*Jobs:*
1. Rewrite the head-tracking text paragraph that begins "In this project we create" as a short bulleted list, keeping its main facts.
2. List every topic the head-tracking text says the thesis concentrates on.

*Text excerpt:*
In this project we create an implementation of head tracking using the WiiMote and IR-LEDs. Using a Java library called WiiUseJ, we are able to track up to four points in 2D space, as seen by the WiiMote. Our software is able to get the tracked data from the Wi- iMote. After filtering this data, we interpret it. We built a framework and software to be able to track movements of the head in all six degrees of freedom. After detecting these movements they are interpreted and mapped to mouse movements, in order to replace the mouse as an input device for a PC. In the end we were able to play a game (Portal, by Valve Software) with our head tracking solution. This thesis concentrates on the hardware components, the realization and implementation of the hardware components and technical details of the hardware. On the software side, this thesis will concentrate on the interpretation of the filtered points.

*Dataset records:*
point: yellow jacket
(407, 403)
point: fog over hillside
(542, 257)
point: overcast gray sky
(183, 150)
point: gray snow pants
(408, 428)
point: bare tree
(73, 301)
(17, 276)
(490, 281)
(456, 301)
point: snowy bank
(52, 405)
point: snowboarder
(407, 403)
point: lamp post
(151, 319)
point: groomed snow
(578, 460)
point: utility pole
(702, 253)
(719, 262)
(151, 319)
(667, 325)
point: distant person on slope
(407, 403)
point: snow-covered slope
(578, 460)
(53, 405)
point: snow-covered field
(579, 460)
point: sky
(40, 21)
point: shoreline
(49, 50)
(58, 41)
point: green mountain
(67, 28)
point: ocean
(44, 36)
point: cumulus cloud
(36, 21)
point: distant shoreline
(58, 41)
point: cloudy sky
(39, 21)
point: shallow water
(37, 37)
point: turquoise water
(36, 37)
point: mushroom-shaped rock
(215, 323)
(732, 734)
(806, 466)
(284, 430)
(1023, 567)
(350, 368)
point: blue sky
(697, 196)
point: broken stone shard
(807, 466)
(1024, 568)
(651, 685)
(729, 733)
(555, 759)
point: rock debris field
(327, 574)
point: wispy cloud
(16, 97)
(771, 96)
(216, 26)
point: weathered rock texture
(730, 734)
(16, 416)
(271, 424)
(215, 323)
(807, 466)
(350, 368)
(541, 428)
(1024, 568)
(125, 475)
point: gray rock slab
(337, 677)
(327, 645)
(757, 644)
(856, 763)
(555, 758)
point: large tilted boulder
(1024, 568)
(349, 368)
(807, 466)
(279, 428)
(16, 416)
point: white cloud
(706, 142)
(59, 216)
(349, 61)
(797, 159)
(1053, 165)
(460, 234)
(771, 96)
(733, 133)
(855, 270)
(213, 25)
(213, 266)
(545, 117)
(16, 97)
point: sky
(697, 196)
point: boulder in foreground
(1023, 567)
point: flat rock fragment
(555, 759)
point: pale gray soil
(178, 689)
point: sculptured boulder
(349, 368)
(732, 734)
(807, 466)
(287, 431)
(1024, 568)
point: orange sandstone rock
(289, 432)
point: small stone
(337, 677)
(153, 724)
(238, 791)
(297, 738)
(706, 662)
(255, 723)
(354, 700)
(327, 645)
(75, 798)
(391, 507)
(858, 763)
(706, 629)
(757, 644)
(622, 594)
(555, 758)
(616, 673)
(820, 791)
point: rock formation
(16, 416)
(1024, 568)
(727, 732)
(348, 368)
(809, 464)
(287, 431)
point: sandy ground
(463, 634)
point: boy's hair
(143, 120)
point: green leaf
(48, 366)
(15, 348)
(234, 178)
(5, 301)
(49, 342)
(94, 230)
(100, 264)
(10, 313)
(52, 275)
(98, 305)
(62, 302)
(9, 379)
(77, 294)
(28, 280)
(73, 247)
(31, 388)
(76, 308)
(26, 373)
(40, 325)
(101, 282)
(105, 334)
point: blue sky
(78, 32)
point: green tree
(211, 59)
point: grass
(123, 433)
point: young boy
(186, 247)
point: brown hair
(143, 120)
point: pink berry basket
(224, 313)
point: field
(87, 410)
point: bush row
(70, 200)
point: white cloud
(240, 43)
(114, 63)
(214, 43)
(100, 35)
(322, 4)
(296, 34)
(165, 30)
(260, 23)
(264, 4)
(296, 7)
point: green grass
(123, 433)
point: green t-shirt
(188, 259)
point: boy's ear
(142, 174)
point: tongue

*Outputs in order:*
1.
- The project implements head tracking with a WiiMote and IR-LEDs.
- A Java library, WiiUseJ, tracks up to four points in 2D space as the WiiMote sees them.
- The software gets the tracked data from the WiiMote, filters it, and then interprets it.
- A framework and software track head movements in all six degrees of freedom.
- Detected movements are mapped to mouse movements so the head can replace the mouse as a PC input device.
- The head tracking solution was used to play the game Portal, by Valve Software.
- The thesis concentrates on the hardware components, their realization and implementation, and their technical details.
- On the software side, it concentrates on interpreting the filtered points.

2.
- The hardware components
- The realization and implementation of the hardware components
- The technical details of the hardware
- The interpretation of the filtered points